> _Set problem_
Could you copy every line of the records below verbatim, leaving the pictures out of your answer?

> _Provided entries_
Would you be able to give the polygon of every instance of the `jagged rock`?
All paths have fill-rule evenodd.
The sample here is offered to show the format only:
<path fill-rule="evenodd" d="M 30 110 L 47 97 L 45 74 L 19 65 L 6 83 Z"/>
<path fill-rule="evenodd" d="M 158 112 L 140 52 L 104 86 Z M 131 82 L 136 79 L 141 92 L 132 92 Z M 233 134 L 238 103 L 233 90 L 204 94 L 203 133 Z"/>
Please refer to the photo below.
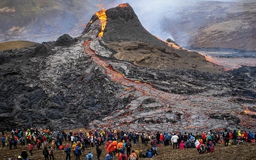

> _Answer to the problem_
Would you be able to give the polygon of every instance of the `jagged rock`?
All paths have fill-rule evenodd.
The sample here is offered to show the format only:
<path fill-rule="evenodd" d="M 30 110 L 47 97 L 45 74 L 19 65 L 6 83 Z"/>
<path fill-rule="evenodd" d="M 158 112 L 140 52 L 104 86 Z M 131 82 L 136 79 L 141 92 L 132 92 Z M 233 134 L 238 103 L 233 90 L 204 94 L 203 133 Z"/>
Please refer to the photo below.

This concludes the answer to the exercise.